■ Problems to work on ■
1. Reproduce the passage on enterprise RIAs between "The common thread: enduring" and "alone is insufficient.", inclusive, substituting "lasting" for "enduring".
2. Render the sentence "Broader access does not eliminate responsibility." from the passage on enterprise RIAs into Spanish.

Enterprise RIAs require leadership

As founder‑led models give way to platforms, leadership depth and governance become strategic assets.

MAI has invested heavily in leadership development through formal programs and managing partner roles. At Hightower, Restieri has focused on building a best‑in‑class executive team across investments, compliance, operations, and human capital, providing advisors confidence that the firm can scale responsibly.

The common thread: enduring firms invest in leadership well before succession becomes urgent. Transparency, clear decision‑making structures, and internal mobility are no longer optional; they are foundational to continuity.

Alternatives demand discipline, education, and trust

In serving affluent and ultra‑high‑net‑worth clients, alternatives have shifted from differentiation to expectation. But access alone is insufficient.

Buoncore outlined MAI’s underwriting discipline, centered on thesis clarity, manager quality, and structural alignment. Fleissig emphasized that true differentiation still comes from scale—the ability to access co‑investments, negotiate economics, and maintain long‑standing GP relationships.

Restieri offered a necessary caution on “democratization.” Broader access does not eliminate responsibility. Education, transparency, and suitability remain critical to protecting client trust as alternative structures evolve.

Key takeaway:
In alternatives, scale expands access—but discipline preserves trust.

■ Dataset excerpts ■
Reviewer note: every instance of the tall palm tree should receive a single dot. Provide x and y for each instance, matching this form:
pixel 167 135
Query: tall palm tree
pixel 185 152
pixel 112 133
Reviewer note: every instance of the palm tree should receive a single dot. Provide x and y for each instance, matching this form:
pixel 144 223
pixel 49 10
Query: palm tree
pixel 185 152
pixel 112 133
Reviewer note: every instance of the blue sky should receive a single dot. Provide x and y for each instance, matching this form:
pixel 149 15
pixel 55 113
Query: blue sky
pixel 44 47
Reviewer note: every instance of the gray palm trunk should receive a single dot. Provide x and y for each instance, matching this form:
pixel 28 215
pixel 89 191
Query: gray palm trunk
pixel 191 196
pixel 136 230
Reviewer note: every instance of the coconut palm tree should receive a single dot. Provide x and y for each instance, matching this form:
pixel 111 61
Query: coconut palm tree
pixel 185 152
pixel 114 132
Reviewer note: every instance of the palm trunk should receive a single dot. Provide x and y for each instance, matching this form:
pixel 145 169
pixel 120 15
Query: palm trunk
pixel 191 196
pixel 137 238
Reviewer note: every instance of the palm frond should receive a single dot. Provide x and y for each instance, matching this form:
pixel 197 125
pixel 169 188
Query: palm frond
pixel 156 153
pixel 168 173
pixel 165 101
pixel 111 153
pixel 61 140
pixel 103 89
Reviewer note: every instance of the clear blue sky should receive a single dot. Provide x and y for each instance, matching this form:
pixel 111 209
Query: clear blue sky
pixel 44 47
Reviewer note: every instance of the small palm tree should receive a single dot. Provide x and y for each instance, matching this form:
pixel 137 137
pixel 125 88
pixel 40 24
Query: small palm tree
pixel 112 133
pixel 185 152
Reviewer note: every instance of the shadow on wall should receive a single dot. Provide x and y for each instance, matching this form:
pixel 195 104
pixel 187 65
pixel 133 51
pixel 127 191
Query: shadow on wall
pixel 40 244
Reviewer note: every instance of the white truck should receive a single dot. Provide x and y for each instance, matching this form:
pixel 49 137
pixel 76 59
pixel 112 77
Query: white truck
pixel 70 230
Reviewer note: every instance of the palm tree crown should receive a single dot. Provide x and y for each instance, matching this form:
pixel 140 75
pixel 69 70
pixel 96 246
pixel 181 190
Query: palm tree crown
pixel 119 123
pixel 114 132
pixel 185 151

■ Written responses ■
1.
The common thread: lasting firms invest in leadership well before succession becomes urgent. Transparency, clear decision‑making structures, and internal mobility are no longer optional; they are foundational to continuity.

Alternatives demand discipline, education, and trust

In serving affluent and ultra‑high‑net‑worth clients, alternatives have shifted from differentiation to expectation. But access alone is insufficient.

2. Un acceso más amplio no elimina la responsabilidad.